Exercise objective:
Return each line in the records below that contains the word "face". Only lines where it appears with the same capitalization count.
═══ Excerpted data ═══
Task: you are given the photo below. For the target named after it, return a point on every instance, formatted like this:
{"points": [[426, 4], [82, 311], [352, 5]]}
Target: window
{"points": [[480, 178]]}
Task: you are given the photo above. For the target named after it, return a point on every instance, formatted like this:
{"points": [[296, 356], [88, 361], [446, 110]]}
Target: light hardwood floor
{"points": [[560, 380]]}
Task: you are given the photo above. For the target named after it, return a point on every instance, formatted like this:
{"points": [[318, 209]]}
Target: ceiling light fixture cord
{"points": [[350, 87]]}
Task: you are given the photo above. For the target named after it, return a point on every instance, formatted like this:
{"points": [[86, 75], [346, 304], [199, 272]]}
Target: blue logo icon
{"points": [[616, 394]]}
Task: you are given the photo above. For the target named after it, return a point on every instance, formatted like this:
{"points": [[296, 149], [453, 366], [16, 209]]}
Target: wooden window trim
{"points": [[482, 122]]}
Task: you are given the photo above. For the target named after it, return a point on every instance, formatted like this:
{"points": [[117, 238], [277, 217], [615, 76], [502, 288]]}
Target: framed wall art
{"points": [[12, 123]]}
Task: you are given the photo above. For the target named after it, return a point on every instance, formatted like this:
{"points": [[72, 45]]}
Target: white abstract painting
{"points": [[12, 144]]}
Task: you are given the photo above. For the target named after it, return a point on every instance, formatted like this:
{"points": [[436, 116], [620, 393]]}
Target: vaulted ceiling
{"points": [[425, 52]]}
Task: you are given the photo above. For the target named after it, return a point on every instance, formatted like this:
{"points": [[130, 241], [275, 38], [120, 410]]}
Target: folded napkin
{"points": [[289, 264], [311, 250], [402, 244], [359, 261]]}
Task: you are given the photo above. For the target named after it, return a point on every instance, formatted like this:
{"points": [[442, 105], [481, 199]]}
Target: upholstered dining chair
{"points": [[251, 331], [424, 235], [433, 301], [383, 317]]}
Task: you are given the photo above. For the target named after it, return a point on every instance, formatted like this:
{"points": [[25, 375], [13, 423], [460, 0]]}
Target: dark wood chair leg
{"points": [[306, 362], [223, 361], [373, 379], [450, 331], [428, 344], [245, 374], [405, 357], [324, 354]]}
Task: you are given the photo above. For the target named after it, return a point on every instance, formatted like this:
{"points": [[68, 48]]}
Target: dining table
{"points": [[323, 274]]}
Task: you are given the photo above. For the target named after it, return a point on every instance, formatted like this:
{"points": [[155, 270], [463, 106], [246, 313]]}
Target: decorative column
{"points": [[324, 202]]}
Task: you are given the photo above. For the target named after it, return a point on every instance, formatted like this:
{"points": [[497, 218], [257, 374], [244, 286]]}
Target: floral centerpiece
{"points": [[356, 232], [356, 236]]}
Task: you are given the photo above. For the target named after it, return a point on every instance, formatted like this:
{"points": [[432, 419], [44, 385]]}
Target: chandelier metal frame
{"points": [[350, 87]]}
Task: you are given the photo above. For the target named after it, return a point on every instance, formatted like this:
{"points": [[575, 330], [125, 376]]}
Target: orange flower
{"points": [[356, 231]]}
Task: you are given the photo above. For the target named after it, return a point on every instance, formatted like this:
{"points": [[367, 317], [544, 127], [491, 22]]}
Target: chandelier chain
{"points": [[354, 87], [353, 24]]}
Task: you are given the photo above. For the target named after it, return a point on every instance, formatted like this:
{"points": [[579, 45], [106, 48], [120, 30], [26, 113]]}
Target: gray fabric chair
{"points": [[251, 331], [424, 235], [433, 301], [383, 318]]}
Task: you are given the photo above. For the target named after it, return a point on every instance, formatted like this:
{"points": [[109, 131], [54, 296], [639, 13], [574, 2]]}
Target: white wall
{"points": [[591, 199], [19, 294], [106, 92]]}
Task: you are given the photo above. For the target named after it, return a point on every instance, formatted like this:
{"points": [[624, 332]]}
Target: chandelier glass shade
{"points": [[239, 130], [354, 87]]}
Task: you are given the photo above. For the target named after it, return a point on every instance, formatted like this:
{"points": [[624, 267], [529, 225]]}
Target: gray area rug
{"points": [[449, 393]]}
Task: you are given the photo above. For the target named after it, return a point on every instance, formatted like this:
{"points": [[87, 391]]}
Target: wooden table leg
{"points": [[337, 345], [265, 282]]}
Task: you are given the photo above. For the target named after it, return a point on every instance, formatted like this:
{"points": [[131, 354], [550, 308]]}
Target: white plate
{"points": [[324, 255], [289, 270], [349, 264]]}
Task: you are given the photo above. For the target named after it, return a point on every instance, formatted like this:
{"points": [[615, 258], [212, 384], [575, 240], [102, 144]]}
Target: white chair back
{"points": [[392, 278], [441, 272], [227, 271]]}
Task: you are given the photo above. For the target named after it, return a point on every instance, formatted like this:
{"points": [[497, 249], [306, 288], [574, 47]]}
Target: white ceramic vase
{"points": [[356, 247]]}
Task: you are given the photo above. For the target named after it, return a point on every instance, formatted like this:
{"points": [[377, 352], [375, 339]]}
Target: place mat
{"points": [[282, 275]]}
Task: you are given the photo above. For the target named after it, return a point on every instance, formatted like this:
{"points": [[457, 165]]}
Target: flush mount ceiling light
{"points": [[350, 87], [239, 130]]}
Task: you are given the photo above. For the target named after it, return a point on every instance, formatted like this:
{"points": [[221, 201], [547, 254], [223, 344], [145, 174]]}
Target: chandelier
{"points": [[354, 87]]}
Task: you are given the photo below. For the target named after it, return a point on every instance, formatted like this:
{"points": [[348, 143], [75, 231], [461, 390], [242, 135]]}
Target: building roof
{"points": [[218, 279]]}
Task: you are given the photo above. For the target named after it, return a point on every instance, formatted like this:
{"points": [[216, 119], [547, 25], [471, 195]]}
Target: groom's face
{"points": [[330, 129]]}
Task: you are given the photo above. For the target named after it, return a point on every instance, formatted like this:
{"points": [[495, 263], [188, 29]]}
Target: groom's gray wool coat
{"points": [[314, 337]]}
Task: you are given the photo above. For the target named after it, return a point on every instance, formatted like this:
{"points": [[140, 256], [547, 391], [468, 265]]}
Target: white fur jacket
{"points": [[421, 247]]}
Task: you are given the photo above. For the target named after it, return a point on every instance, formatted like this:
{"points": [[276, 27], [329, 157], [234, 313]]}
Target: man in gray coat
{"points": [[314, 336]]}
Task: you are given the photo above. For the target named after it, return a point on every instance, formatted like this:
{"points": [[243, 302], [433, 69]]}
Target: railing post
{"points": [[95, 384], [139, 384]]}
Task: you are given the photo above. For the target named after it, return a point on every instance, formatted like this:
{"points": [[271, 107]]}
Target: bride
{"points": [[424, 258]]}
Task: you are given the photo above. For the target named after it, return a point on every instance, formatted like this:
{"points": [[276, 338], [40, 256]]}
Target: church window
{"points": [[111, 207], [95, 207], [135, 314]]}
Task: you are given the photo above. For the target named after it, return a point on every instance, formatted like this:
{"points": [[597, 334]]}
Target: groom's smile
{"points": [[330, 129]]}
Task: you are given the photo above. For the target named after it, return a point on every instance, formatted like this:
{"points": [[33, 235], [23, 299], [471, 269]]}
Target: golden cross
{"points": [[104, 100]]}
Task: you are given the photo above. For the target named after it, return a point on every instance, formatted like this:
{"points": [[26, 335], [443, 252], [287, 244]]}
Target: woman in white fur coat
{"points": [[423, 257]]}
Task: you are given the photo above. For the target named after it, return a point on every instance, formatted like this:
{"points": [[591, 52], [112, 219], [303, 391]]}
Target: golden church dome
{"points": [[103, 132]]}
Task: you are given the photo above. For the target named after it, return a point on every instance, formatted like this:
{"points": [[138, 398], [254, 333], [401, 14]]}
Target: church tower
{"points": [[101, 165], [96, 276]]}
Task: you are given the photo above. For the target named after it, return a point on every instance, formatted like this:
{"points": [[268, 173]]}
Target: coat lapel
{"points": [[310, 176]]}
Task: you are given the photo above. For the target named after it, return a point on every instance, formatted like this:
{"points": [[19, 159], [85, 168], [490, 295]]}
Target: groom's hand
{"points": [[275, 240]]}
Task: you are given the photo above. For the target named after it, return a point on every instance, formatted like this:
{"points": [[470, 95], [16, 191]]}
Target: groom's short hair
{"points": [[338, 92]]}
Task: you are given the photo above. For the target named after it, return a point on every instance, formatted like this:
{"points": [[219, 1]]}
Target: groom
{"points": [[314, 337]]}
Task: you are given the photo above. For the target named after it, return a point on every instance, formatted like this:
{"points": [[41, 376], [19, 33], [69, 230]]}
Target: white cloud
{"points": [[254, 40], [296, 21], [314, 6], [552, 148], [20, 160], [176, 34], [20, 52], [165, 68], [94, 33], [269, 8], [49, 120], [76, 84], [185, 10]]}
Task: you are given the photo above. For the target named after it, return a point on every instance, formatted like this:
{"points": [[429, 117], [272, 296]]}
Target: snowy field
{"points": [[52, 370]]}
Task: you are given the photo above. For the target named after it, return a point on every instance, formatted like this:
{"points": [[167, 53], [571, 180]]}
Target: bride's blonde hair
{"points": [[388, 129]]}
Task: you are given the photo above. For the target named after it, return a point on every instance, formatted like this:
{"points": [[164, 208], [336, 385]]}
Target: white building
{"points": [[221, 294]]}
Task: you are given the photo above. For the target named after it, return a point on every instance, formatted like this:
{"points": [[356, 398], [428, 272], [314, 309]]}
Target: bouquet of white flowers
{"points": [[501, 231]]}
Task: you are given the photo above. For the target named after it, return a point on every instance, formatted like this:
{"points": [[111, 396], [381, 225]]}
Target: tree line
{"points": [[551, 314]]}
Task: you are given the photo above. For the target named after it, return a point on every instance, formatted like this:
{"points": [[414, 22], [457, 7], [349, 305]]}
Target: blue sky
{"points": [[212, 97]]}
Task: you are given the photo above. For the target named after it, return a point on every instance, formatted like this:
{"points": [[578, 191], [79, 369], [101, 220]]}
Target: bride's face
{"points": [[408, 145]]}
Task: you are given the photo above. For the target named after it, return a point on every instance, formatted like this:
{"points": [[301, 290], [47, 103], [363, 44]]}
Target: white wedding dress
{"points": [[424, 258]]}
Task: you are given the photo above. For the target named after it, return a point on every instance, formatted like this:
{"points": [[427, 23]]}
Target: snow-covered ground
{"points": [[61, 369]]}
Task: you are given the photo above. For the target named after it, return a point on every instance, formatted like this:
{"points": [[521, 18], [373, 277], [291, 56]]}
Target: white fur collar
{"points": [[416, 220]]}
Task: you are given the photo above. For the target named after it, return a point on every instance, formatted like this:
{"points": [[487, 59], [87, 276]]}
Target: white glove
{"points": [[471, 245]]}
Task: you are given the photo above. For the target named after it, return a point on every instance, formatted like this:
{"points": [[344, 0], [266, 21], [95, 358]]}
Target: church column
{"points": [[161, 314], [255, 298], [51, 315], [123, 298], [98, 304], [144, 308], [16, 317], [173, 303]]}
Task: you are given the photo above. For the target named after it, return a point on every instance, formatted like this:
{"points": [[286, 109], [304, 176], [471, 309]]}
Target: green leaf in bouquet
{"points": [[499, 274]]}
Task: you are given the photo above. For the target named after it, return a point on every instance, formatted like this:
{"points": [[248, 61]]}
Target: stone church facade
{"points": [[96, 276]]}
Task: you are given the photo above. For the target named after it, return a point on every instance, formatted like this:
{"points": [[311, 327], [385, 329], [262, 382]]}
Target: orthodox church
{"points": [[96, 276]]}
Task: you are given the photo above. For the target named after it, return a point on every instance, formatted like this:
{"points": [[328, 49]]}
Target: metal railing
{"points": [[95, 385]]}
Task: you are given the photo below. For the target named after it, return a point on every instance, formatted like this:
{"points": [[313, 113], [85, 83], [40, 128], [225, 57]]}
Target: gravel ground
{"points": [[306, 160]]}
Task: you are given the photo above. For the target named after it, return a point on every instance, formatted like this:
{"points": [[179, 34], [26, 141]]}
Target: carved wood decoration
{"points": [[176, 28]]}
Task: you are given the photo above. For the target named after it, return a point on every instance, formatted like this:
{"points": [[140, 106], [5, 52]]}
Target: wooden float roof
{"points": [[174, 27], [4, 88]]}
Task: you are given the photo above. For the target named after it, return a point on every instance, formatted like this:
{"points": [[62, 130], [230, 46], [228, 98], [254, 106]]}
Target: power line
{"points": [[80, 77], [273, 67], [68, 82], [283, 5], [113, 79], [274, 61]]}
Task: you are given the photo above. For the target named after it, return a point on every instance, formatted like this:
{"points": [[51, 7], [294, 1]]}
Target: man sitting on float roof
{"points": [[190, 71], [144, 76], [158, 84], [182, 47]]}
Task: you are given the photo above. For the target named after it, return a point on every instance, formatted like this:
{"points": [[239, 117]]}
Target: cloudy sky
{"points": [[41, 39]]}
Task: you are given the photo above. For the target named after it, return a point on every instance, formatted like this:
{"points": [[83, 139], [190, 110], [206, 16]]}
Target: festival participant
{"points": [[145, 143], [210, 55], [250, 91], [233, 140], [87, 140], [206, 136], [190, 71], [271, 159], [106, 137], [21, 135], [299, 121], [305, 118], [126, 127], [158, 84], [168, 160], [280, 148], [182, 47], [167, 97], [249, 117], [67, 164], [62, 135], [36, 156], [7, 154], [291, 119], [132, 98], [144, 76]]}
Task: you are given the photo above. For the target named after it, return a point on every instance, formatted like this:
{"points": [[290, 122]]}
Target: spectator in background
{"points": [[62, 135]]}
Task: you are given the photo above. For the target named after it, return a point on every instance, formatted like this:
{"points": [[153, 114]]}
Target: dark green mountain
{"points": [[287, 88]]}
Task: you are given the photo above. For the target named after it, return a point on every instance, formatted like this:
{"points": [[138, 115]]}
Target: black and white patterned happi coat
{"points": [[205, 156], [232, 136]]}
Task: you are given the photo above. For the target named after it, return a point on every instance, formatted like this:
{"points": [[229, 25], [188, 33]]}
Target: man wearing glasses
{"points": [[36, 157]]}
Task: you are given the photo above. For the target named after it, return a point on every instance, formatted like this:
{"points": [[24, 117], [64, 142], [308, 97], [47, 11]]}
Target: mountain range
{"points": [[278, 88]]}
═══
Exercise response:
Target: groom's face
Target: bride's face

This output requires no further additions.